- [Your goal]
State how many lines in the items below contain the word "pink", and give only that number.
* Start *
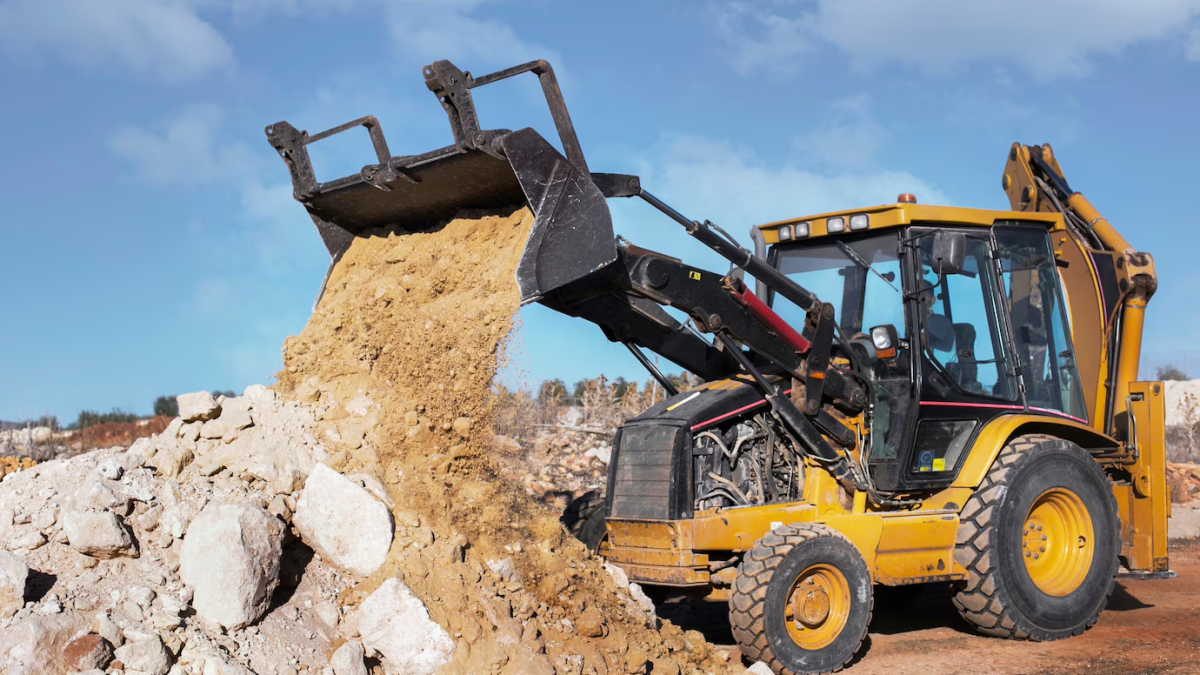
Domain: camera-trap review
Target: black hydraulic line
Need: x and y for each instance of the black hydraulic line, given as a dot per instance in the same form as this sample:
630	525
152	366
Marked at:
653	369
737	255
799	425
* End *
* Start *
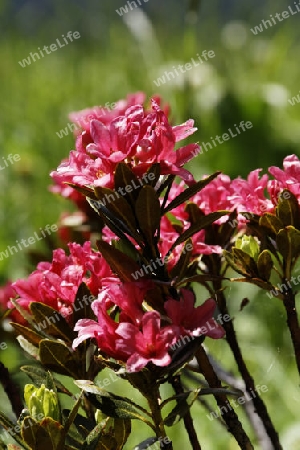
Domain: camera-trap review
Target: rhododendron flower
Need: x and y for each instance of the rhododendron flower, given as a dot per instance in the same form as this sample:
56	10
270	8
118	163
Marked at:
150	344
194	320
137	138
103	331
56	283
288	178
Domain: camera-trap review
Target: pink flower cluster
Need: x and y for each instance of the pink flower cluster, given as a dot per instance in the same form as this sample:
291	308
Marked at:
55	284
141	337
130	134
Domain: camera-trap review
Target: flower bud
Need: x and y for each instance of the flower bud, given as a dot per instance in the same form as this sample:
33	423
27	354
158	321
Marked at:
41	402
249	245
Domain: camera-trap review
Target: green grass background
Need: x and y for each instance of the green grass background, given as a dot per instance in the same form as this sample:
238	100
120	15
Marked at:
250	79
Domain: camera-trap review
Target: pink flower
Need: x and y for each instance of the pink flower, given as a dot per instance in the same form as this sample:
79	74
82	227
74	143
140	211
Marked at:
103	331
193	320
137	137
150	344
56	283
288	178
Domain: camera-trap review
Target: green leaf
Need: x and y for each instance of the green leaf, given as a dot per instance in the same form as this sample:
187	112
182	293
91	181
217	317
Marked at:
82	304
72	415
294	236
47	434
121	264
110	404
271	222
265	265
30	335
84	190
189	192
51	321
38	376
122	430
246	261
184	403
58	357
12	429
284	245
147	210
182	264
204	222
* End *
- [Full response]
4